Document segment Block Start

The chart above shows trajectories for UK GDP, benchmarking 2022 to 100. The grey zone has been constructed by supposing that the coming recession will be like previous post war recessions, and all the colourful lines are forecasts.
The IMF – in dark pink – think there won’t be a recession at all, the economy will just grow a little slower. And, at the other end, the Bank of England thinks things might be as bad as the recession in the 1980s.
But, in the middle, the majority have come to broadly the same conclusion. There will be a recession, but it won’t be too bad.
These analysts are factoring in all the downsides: energy and food prices going up, central banks raising interest rates and affecting what we pay on our mortgages, and the health hangovers from COVID-19.
But they are also weighing up sources of resilience:
- People who were forced to stay home a lot over the last few years and so spent less and saved more. They have a cushion and can still afford some luxuries.
- A global financial system which is in a good state because banks and governments learned the lessons of the global financial crisis.
- Businesses that survived COVID-19, perhaps because their model is strong, or they were agile and able to evolve. These are firms that will likely survive again.
Taking both positives and negatives into consideration, most net out at a recession that won’t be too painful.
Risks and opportunities in campaign planning
This is not to say that marketers can relax. There are some important moves to make.
First and most important, is to get messaging right. It’s because there’s an opportunity to help the CFO with his or her biggest problem, but also a risk of saying the wrong thing.
With salaries for employees and the cost of materials going up. CFOs are wondering to what extent they can charge more. Remaining profitable means increasing price but how many customers will leave? A high profit margin on a lost sale still means zero profits.
Marketing and advertising can help. Customers will continue to buy even at a higher price if they believe the product is worth the money. Perceptions don’t change overnight, but they do move, and communicating your quality or value claim is more important than ever.
It’s important to do this in a way that recognises how polarising the pandemic was financially. Some people came out of it in a really very precarious position and are now choosing between heating and eating. But others actually came out better off.
Targeting media buys to different groups so that you can use different messaging is one option. Another is to craft a tone of voice and message that works for everyone.
Scenario planning
Futurists very rarely talk about one forecast, one future. Instead, they look at a range of ways relevant things might evolve and identify routes forward that work in all possible futures.
When the world is as uncertain as it currently is, this is a sage way for businesses to operate too. CMOs and senior marketers should be using numbers, research, and spreadsheets to work out the likely outcome of different marketing plans in different futures.

Document segment Block End

> Task item: Retype the passage of the UK recession forecast text from "These analysts are" to "afford some luxuries.", keeping every word and mark unchanged. The rows that come next are separate material and have no connection to the text on UK recession forecasts.

Extracted material Block Start

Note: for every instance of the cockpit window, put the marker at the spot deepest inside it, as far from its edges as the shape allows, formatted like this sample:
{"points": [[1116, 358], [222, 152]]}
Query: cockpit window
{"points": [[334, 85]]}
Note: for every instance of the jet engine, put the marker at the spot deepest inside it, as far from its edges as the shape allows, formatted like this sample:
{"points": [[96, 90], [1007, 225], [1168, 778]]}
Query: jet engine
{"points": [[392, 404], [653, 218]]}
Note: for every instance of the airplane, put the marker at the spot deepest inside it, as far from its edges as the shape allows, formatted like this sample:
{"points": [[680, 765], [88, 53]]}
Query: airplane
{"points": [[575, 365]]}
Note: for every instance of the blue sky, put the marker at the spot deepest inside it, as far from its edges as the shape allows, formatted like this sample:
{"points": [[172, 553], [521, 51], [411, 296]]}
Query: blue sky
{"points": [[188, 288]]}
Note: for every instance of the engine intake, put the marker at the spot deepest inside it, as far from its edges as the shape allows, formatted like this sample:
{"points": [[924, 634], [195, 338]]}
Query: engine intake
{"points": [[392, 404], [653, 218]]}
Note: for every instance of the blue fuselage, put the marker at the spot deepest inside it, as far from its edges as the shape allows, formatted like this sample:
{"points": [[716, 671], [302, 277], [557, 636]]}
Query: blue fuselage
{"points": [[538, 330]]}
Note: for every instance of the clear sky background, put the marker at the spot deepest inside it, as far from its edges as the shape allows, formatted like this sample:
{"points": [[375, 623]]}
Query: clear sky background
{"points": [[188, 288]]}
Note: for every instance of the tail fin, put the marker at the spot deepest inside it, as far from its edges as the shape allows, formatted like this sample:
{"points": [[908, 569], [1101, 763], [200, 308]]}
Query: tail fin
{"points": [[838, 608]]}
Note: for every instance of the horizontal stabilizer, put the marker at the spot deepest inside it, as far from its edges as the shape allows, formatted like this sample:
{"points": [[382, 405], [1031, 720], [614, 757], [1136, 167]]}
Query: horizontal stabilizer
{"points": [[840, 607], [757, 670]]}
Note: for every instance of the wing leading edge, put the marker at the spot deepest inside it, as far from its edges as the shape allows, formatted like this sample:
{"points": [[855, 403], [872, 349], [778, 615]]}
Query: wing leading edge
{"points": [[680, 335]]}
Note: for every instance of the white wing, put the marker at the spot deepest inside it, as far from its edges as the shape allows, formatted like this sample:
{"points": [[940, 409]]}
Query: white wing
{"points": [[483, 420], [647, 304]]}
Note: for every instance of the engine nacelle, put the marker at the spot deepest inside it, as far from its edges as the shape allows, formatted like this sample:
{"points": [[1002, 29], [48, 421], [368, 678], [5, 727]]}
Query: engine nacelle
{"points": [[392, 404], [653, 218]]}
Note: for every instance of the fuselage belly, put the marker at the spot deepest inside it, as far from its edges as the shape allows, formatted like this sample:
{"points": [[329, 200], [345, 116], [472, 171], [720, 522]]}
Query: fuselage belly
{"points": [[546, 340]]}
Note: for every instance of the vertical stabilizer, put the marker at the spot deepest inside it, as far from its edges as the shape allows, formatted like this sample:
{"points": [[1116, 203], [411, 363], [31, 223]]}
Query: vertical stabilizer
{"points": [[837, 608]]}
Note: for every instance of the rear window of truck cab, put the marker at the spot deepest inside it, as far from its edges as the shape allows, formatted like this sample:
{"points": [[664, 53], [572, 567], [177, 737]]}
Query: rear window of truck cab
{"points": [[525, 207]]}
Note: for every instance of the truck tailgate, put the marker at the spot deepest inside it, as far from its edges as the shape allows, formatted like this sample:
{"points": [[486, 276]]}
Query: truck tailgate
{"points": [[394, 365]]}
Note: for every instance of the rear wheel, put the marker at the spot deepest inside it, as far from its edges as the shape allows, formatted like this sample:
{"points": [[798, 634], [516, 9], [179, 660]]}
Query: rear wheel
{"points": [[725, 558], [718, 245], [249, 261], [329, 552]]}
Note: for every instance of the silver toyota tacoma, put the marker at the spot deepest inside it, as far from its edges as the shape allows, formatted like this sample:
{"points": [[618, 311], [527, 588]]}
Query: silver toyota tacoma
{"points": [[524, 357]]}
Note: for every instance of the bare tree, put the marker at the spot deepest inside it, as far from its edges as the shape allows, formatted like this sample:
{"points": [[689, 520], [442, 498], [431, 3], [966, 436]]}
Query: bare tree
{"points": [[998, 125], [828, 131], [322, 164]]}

Extracted material Block End

> Response to this exercise:
These analysts are factoring in all the downsides: energy and food prices going up, central banks raising interest rates and affecting what we pay on our mortgages, and the health hangovers from COVID-19.
But they are also weighing up sources of resilience:
- People who were forced to stay home a lot over the last few years and so spent less and saved more. They have a cushion and can still afford some luxuries.